**WHAT THIS TASK INVOLVES**
Reproduce the lines from the one containing "[trace] low dark cloud bank" up to and including the one containing "503 L 26 529", swapping "low dark cloud bank" for "dark storm shelf" wherever it occurs and leaving everything else unchanged.

(Dataset records)
"""

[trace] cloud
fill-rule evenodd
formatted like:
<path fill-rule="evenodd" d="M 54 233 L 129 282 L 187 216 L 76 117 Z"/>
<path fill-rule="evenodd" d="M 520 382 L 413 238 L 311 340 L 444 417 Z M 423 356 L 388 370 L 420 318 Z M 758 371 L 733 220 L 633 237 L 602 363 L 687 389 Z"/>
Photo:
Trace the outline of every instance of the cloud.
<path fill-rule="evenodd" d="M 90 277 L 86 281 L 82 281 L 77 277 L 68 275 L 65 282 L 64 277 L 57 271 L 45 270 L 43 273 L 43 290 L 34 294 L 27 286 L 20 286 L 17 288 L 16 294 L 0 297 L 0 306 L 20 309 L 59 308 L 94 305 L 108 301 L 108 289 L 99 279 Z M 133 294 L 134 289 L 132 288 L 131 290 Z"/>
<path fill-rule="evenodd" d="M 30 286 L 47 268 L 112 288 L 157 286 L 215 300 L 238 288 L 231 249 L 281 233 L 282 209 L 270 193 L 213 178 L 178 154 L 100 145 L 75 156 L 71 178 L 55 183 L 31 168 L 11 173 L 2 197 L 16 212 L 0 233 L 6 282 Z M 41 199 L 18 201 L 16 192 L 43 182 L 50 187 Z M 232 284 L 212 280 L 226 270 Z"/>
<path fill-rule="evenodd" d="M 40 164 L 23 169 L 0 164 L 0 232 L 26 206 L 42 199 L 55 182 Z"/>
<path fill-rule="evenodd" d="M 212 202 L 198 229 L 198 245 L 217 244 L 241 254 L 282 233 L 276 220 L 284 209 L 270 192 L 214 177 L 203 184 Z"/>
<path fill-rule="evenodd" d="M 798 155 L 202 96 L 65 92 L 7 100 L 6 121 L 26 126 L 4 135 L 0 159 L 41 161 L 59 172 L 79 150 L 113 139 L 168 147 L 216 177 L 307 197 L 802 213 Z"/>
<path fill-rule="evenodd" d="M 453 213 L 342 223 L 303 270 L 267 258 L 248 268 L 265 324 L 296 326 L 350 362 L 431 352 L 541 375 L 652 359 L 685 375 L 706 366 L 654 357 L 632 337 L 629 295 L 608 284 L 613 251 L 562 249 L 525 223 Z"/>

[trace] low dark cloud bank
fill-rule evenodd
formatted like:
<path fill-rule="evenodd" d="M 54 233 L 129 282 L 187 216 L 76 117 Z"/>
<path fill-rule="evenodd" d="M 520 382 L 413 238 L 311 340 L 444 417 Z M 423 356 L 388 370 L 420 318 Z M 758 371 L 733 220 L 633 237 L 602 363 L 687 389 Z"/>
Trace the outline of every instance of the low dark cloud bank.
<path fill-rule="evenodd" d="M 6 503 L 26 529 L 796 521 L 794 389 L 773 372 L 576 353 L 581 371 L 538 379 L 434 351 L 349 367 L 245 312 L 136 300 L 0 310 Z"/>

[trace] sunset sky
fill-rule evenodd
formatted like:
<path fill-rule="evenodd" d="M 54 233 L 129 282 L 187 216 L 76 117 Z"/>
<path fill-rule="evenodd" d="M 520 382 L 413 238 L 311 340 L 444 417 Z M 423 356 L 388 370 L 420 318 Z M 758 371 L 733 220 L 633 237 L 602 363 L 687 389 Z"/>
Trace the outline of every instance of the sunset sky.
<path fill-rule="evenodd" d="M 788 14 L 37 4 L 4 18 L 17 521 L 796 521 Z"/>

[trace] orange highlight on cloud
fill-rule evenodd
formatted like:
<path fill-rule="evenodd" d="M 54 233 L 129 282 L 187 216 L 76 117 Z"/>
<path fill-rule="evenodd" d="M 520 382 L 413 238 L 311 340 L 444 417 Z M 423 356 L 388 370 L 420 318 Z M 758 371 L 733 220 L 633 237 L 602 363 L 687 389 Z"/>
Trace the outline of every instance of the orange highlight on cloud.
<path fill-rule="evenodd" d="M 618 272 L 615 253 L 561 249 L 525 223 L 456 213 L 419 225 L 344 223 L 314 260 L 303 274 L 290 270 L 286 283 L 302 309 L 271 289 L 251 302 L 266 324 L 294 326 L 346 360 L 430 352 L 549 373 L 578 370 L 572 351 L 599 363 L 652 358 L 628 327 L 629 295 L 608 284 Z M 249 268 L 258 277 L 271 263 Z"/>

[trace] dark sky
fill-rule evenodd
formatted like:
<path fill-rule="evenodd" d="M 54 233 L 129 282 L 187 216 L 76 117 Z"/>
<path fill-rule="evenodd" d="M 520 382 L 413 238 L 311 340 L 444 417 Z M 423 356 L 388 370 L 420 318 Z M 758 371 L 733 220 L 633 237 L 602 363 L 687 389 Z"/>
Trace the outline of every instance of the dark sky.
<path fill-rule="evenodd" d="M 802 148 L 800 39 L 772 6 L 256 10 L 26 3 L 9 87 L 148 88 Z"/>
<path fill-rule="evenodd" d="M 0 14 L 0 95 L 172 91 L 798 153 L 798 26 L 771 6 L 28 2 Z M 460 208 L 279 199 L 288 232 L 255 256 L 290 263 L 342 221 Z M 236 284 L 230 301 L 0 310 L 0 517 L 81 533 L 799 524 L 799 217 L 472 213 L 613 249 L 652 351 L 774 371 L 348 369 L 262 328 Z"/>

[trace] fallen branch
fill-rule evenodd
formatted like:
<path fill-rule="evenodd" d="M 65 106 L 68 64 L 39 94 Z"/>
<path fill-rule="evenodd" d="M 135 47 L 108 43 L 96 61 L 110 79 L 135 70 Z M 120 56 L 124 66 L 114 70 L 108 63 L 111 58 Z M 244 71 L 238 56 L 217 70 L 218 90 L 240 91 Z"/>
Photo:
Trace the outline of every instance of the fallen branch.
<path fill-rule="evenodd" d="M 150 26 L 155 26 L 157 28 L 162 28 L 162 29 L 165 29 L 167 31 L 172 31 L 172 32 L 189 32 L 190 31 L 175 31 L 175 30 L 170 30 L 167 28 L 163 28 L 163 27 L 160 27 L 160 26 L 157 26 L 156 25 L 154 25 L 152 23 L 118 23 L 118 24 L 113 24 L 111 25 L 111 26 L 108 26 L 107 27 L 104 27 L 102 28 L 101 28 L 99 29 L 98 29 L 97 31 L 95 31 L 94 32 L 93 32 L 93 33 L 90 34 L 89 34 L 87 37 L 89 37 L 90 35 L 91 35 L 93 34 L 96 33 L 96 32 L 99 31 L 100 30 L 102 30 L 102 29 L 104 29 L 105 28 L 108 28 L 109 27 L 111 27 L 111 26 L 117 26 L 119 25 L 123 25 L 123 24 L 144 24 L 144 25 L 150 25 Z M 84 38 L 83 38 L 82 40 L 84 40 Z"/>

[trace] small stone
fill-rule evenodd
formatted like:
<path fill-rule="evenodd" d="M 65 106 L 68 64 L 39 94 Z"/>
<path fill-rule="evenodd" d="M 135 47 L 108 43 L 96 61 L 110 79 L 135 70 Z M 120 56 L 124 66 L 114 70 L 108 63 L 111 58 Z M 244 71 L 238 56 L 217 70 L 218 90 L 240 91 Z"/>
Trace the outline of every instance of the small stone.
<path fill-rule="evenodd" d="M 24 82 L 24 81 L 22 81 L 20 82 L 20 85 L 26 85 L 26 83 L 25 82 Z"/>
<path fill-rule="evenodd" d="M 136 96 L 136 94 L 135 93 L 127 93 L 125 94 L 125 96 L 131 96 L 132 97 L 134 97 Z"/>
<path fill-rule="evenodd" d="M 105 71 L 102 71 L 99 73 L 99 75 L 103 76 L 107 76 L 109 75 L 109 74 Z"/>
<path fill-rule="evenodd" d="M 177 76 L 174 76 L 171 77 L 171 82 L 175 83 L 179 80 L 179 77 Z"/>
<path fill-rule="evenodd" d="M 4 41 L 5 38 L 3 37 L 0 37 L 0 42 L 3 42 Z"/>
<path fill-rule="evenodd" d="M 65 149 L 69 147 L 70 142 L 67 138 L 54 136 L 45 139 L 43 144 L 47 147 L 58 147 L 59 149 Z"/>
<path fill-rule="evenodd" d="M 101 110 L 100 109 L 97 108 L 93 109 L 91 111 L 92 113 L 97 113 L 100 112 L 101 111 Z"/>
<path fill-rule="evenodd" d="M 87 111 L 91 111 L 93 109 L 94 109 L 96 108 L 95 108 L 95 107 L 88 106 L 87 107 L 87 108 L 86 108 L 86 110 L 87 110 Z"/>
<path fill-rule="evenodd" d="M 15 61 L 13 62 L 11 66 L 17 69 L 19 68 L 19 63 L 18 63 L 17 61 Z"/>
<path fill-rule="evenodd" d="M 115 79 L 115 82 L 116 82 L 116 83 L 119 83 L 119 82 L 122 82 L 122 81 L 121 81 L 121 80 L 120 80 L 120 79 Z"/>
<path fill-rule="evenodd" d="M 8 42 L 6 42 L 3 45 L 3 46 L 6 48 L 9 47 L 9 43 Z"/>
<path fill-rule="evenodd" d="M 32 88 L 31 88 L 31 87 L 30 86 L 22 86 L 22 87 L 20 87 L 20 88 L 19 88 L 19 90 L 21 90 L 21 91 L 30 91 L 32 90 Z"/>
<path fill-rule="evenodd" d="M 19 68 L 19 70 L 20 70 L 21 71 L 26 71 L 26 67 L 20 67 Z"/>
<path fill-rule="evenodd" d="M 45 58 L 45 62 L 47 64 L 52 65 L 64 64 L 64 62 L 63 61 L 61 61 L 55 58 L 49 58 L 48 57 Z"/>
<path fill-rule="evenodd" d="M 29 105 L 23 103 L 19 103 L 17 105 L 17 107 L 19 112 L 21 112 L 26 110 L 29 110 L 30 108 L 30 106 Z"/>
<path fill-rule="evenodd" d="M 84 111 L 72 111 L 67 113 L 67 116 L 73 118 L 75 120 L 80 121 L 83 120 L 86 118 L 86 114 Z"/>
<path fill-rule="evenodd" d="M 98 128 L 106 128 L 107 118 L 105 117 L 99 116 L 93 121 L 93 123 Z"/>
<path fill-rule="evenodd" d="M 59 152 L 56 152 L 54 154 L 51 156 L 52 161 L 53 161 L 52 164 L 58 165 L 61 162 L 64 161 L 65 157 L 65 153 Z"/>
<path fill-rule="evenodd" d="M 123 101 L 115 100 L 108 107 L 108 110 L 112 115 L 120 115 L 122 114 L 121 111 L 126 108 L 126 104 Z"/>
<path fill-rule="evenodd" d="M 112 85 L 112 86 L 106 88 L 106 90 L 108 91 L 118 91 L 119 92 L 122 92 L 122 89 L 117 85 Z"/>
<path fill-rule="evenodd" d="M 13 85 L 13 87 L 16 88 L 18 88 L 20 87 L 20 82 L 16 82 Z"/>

"""

**RESPONSE TO THE EXERCISE**
[trace] dark storm shelf
fill-rule evenodd
formatted like:
<path fill-rule="evenodd" d="M 54 233 L 129 282 L 187 216 L 76 117 Z"/>
<path fill-rule="evenodd" d="M 520 382 L 413 238 L 311 340 L 444 417 Z M 423 356 L 388 370 L 420 318 Z M 758 371 L 733 220 L 633 237 L 602 363 L 687 389 Z"/>
Trace the outline of every instance of the dark storm shelf.
<path fill-rule="evenodd" d="M 6 503 L 26 529 L 796 521 L 794 389 L 773 372 L 576 353 L 581 371 L 538 379 L 434 351 L 349 367 L 245 312 L 136 300 L 0 310 Z"/>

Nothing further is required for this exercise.